Data from a data collection
— Begin —

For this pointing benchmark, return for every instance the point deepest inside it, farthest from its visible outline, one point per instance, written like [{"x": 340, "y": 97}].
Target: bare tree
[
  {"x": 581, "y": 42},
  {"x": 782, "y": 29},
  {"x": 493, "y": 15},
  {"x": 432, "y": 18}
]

— End —

Task to carry out
Please change "bare tree" to "leafless tree" throughout the data, leaving everything else as it is.

Exercise result
For this pointing benchmark, return for every instance the point deepest inside it, farthest from its visible outline, one point per instance, written like [{"x": 340, "y": 97}].
Target: leafless tree
[
  {"x": 581, "y": 42},
  {"x": 782, "y": 29},
  {"x": 493, "y": 15},
  {"x": 432, "y": 18}
]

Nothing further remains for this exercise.